___ Source material ___
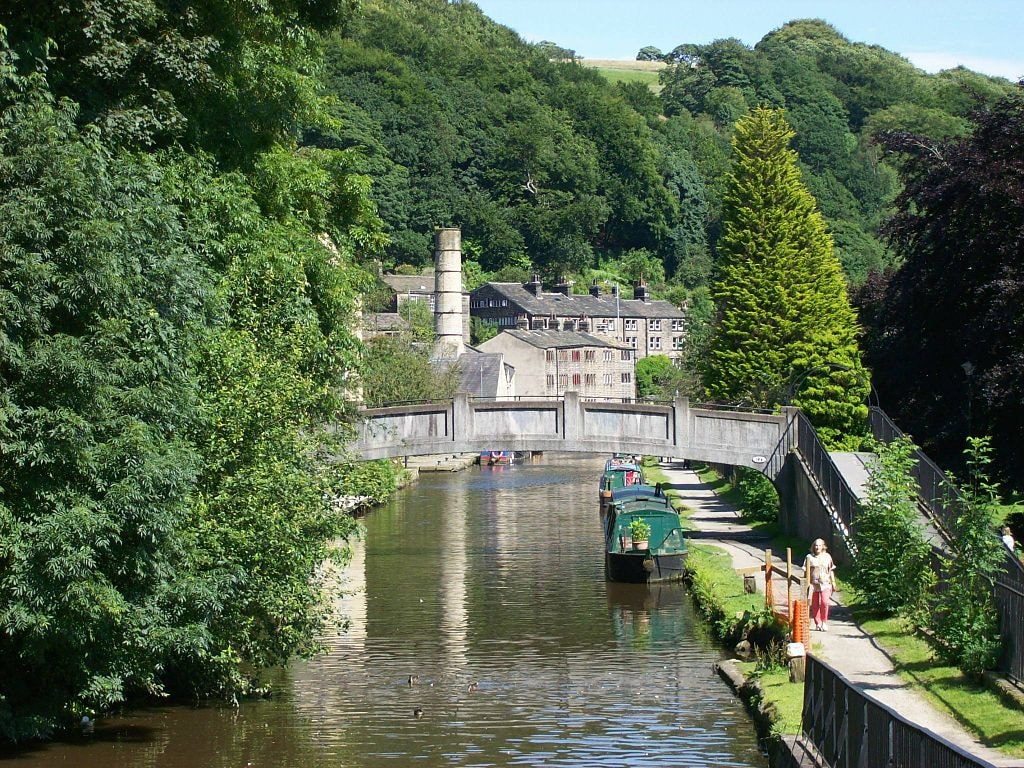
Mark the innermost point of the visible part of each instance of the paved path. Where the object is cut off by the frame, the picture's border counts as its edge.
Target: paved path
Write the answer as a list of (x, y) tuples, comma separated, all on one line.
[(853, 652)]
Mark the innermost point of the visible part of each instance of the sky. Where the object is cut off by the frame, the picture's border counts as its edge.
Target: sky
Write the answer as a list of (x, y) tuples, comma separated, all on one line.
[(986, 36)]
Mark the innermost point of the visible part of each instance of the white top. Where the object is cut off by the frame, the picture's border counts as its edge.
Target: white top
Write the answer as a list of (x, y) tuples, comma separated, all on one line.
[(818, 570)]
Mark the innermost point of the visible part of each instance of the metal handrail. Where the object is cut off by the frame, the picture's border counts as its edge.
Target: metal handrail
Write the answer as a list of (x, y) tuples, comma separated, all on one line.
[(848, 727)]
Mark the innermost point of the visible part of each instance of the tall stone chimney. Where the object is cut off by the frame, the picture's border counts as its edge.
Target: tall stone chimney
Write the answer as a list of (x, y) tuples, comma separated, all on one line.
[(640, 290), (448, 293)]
___
___ Source material ___
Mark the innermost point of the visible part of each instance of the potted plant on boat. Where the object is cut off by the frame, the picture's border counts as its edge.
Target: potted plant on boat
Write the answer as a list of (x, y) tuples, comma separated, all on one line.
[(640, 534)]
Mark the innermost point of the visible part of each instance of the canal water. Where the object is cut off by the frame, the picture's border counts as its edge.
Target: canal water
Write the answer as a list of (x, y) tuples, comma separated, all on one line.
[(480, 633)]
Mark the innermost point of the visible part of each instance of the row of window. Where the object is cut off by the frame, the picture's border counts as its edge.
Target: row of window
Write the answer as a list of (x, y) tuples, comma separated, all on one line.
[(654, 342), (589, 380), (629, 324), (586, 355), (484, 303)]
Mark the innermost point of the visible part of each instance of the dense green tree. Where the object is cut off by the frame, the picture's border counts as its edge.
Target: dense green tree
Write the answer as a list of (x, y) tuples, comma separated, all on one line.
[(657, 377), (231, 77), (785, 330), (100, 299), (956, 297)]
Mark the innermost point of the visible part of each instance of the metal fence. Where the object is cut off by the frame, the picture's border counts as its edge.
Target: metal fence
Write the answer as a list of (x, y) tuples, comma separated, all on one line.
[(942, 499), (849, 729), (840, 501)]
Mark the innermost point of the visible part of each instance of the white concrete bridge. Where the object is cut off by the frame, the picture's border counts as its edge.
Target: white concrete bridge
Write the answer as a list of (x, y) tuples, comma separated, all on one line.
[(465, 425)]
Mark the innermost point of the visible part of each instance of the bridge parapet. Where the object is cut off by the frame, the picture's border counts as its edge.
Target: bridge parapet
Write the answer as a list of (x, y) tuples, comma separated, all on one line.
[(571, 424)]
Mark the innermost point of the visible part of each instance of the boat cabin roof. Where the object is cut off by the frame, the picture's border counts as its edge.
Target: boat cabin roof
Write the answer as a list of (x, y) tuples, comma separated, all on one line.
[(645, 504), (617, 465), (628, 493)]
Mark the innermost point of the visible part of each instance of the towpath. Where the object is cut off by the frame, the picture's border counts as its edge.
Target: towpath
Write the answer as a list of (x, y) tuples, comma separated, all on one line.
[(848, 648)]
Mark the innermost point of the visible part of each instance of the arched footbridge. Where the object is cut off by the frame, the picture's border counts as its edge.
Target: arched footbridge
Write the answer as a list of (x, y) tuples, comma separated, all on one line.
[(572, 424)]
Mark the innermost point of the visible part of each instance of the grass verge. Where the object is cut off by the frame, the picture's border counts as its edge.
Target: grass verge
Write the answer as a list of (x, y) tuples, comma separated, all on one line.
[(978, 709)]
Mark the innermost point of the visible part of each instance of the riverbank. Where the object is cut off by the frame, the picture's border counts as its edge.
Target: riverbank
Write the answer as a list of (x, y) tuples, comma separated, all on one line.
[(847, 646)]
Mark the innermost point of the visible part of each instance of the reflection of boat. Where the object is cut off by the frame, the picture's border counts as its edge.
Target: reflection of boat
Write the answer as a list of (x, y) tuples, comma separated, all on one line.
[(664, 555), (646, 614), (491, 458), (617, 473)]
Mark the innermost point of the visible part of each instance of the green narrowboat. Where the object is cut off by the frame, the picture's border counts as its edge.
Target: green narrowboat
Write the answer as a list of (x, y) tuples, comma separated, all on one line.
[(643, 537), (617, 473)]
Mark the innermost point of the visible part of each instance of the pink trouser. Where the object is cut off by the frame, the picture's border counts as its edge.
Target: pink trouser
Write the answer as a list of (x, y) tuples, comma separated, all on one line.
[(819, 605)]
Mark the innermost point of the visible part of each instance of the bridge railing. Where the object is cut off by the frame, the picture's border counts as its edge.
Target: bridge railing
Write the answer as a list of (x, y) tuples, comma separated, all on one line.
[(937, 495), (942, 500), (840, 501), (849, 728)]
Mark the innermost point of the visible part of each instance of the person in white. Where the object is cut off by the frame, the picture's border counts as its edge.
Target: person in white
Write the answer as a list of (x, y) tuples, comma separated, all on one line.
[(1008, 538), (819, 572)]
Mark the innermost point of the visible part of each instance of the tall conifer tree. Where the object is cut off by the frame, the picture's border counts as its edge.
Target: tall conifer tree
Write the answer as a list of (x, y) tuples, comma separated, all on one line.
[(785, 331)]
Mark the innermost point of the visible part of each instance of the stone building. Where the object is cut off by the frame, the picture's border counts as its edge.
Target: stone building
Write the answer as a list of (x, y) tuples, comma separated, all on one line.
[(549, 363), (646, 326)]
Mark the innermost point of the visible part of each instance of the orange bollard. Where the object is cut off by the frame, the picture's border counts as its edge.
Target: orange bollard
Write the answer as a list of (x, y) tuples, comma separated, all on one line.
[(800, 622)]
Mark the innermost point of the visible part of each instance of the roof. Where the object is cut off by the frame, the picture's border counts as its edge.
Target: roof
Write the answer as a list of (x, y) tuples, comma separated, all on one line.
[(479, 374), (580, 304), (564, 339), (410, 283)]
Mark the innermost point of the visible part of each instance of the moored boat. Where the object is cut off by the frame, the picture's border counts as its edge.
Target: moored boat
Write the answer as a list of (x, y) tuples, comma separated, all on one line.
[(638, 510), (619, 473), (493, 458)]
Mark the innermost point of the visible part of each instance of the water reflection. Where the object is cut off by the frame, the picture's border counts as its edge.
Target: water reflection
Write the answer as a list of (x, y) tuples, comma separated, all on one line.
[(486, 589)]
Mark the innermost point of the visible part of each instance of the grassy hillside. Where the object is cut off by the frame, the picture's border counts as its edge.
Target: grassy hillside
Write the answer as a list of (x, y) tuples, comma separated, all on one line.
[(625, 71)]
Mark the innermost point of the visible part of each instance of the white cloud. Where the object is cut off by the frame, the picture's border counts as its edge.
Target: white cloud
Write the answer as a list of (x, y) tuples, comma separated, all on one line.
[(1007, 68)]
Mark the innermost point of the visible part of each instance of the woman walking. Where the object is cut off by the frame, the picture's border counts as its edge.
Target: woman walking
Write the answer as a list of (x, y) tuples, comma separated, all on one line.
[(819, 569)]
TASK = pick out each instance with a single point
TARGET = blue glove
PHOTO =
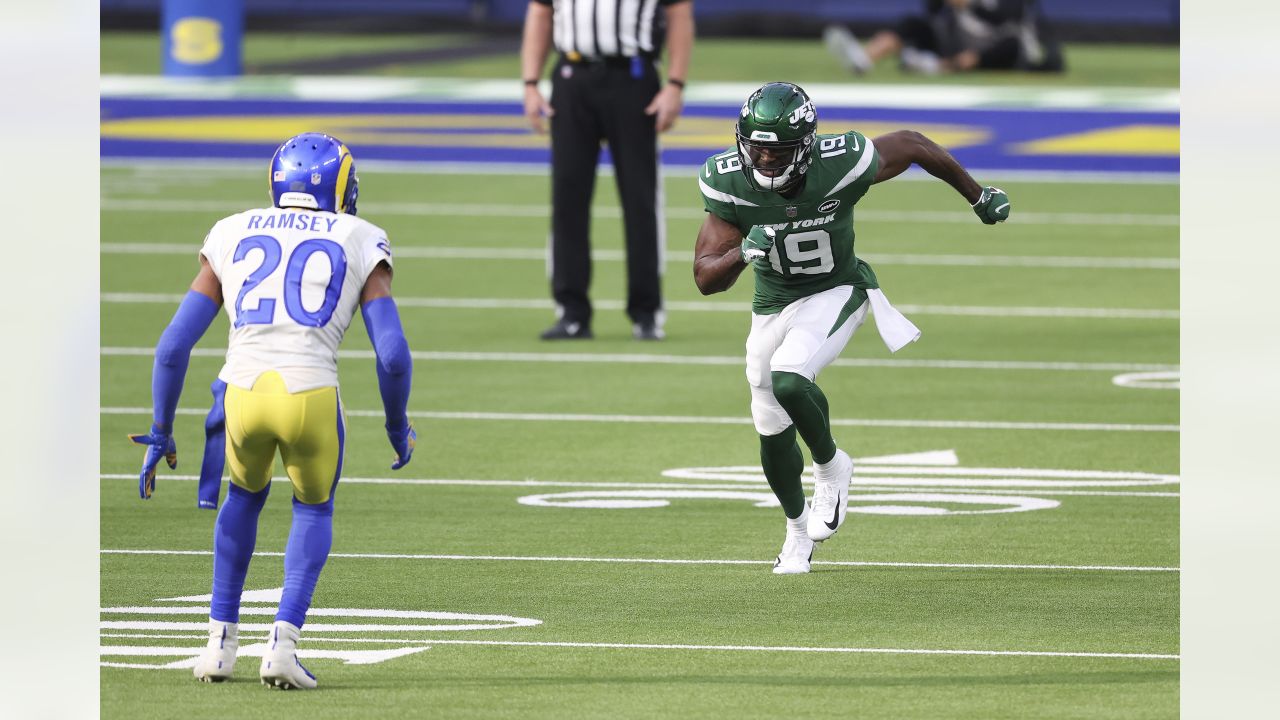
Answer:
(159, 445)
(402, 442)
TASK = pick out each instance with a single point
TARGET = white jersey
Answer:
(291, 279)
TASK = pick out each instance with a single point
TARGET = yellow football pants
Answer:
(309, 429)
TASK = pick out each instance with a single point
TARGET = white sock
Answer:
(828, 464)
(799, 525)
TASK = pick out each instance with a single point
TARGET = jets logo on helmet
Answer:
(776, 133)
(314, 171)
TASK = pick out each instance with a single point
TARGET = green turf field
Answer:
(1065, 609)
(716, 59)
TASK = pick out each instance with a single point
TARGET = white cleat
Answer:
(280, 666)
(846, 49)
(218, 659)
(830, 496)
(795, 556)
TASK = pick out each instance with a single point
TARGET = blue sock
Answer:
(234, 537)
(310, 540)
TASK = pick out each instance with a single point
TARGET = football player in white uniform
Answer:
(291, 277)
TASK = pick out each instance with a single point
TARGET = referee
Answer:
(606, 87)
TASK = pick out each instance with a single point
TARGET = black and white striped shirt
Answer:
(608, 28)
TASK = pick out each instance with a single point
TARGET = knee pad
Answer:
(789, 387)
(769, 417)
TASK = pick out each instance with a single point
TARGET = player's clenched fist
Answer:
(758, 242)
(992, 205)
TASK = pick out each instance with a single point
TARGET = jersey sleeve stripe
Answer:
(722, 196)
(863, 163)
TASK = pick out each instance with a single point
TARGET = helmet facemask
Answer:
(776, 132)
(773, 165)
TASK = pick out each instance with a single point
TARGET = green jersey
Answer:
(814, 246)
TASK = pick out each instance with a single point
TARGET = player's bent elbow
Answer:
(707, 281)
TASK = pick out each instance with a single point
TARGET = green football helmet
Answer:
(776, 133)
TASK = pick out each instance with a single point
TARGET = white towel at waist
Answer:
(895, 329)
___
§ **Task requirements**:
Return the span of lines in the data above that opens at the line with "of the stone" and closes at the line with "Target: roof", exactly, ends included, nothing else.

§ **Answer to the exercise**:
Mark the innermost point of the visible part of each instance of the stone building. Where the object is cut off by the frame, the picture's border counts as its edge.
Target: stone building
Write the answer as a list of (x, y) tuples, comma separated, all on one line.
[(549, 363), (646, 326)]
Mark the innermost point of the visible part of each instance of the orange bollard. Where the object is cut off by the frame, the picture's border counts as its edge.
Target: orange bollard
Write the answer as a list of (x, y) tuples, comma separated, all on one line.
[(800, 622)]
Mark the innermost point of the visible part of each instance of the roof. Where the object is cut off by the frame, the picture's border counts as its edge.
Target: roof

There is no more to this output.